# Marc Emery's sentence reeks of injustice and mocks our sovereignty



## FruityBud (Sep 28, 2009)

After two decades as Canada's Prince of Pot, Marc Emery will surrender himself today in B.C. Supreme Court and become the country's first Marijuana Martyr.

Emery will begin serving what could be as long as five years behind bars as Uncle Sam's prisoner for a crime that in Canada would have earned him at most a month in the local hoosegow.

It is a legal tragedy that in my opinion marks the capitulation of our sovereignty and underscores the hypocrisy around cannabis.

Emery hasn't even visited America but he was arrested in July 2005 at the request of a Republican administration that abhorred his politics.

He is being handed over to a foreign government for an activity we are loath to prosecute because we don't think selling seeds is a major problem.

There are at least a score of seed-sellers downtown and many, many more such retail outlets across the country.

Records from a data collection:
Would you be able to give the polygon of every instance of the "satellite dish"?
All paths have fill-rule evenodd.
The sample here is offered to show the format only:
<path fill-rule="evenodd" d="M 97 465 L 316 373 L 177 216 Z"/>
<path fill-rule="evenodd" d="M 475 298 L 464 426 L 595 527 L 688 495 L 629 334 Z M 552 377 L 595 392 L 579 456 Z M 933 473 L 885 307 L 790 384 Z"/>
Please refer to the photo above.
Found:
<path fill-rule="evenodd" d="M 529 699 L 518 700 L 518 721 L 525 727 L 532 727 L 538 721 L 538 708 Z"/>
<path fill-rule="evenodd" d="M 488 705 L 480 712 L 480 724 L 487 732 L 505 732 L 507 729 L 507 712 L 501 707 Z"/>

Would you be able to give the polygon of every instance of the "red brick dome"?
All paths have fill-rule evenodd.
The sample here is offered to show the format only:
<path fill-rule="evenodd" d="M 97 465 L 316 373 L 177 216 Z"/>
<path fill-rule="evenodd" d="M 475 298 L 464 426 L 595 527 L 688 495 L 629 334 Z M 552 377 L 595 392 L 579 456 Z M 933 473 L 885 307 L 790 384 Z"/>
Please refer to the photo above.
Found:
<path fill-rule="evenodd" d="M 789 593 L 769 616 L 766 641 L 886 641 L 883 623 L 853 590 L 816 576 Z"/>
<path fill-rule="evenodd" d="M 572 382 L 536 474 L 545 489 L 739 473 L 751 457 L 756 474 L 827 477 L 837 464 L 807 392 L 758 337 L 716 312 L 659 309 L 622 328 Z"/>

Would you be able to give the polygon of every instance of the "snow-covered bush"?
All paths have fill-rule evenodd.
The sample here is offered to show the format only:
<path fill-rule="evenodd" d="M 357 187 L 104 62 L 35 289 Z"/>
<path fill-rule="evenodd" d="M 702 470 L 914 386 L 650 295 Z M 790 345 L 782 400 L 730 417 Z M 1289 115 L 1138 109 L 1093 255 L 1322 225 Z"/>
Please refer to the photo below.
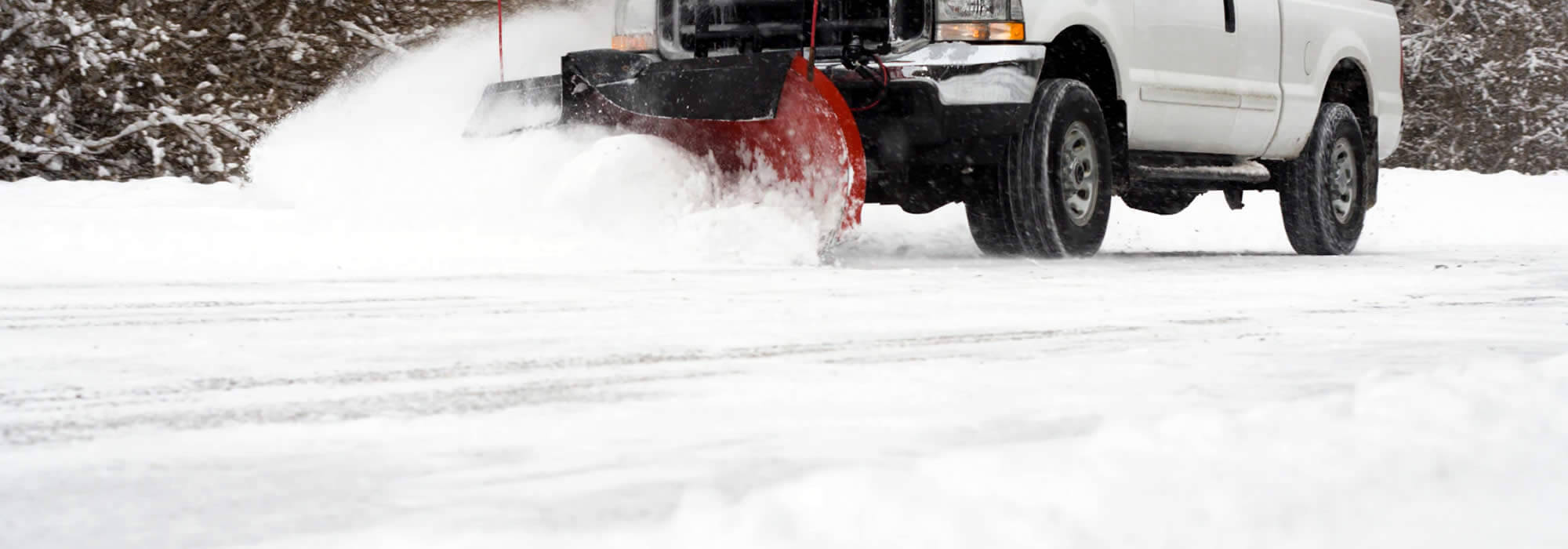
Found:
<path fill-rule="evenodd" d="M 1396 166 L 1568 168 L 1568 2 L 1399 0 L 1405 143 Z"/>
<path fill-rule="evenodd" d="M 486 0 L 3 0 L 0 180 L 240 177 L 267 125 L 345 69 L 494 9 Z"/>

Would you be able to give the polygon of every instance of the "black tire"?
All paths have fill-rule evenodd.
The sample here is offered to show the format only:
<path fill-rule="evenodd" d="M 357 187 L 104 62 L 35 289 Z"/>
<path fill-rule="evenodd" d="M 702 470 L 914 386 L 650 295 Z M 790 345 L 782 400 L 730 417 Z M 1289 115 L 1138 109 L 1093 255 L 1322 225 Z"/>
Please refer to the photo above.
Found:
<path fill-rule="evenodd" d="M 1002 177 L 1005 169 L 994 169 L 994 177 Z M 986 256 L 1018 256 L 1024 253 L 1024 245 L 1018 240 L 1013 227 L 1013 207 L 1007 202 L 1000 184 L 975 188 L 964 199 L 964 212 L 969 213 L 969 235 L 975 238 Z"/>
<path fill-rule="evenodd" d="M 1110 223 L 1110 132 L 1094 93 L 1077 80 L 1040 83 L 1024 130 L 1008 146 L 1000 195 L 1021 253 L 1093 256 Z"/>
<path fill-rule="evenodd" d="M 1301 157 L 1286 165 L 1279 213 L 1290 248 L 1305 256 L 1347 256 L 1361 240 L 1367 182 L 1366 138 L 1355 111 L 1323 104 Z"/>
<path fill-rule="evenodd" d="M 1176 215 L 1192 205 L 1198 193 L 1160 188 L 1137 188 L 1121 193 L 1121 204 L 1138 212 Z"/>

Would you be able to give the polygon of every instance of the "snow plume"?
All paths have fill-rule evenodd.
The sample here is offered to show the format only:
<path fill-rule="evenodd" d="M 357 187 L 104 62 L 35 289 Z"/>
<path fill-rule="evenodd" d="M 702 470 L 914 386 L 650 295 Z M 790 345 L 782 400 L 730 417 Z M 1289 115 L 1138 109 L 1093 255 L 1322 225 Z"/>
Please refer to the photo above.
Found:
<path fill-rule="evenodd" d="M 594 5 L 511 17 L 506 77 L 555 74 L 561 53 L 604 47 L 610 14 Z M 257 144 L 251 190 L 345 240 L 395 240 L 387 253 L 400 256 L 528 267 L 817 262 L 808 213 L 715 195 L 712 163 L 665 140 L 591 127 L 463 138 L 495 78 L 494 28 L 483 24 L 373 66 Z"/>

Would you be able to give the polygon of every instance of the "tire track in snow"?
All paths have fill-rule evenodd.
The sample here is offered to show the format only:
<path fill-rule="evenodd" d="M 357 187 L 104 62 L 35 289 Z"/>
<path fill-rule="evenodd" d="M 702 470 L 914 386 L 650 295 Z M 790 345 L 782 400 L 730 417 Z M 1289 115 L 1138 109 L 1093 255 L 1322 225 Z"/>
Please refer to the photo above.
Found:
<path fill-rule="evenodd" d="M 829 354 L 823 364 L 853 362 L 831 354 L 880 354 L 953 345 L 988 345 L 1004 342 L 1062 340 L 1083 345 L 1083 339 L 1143 331 L 1142 326 L 1094 326 L 1076 329 L 1004 331 L 925 334 L 884 339 L 833 340 L 734 347 L 726 350 L 691 350 L 671 353 L 622 353 L 605 356 L 574 356 L 558 359 L 500 361 L 480 365 L 405 369 L 390 372 L 343 372 L 304 378 L 205 378 L 185 384 L 141 387 L 124 392 L 83 394 L 74 389 L 49 391 L 20 397 L 0 397 L 6 416 L 42 416 L 24 420 L 0 420 L 0 439 L 11 445 L 34 445 L 60 441 L 93 439 L 124 428 L 199 430 L 237 424 L 287 424 L 354 420 L 365 417 L 414 417 L 431 414 L 467 414 L 499 411 L 530 405 L 561 402 L 622 402 L 652 395 L 630 386 L 684 378 L 709 378 L 742 373 L 734 361 L 765 361 L 811 354 Z M 613 367 L 695 364 L 674 372 L 607 372 Z M 508 375 L 547 370 L 560 378 L 543 381 L 491 381 Z M 608 373 L 608 375 L 607 375 Z M 469 386 L 408 391 L 398 383 L 469 383 Z M 226 405 L 240 391 L 279 386 L 364 387 L 386 386 L 368 395 L 337 397 L 267 405 Z M 146 408 L 152 408 L 146 411 Z"/>

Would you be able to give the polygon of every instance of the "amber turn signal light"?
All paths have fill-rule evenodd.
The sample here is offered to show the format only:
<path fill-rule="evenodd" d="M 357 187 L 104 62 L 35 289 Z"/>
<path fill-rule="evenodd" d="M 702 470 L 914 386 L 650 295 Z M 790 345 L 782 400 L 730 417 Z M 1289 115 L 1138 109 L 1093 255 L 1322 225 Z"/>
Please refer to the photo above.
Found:
<path fill-rule="evenodd" d="M 936 25 L 938 41 L 980 41 L 980 42 L 997 42 L 997 41 L 1022 41 L 1024 39 L 1024 24 L 1022 22 L 1002 22 L 1002 24 L 941 24 Z"/>
<path fill-rule="evenodd" d="M 654 35 L 615 35 L 610 49 L 621 52 L 652 52 L 659 49 Z"/>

**Required action:** List every length of time given in the forum post about Marc Emery's sentence.

**Answer box:**
- two decades
- as long as five years
- at most a month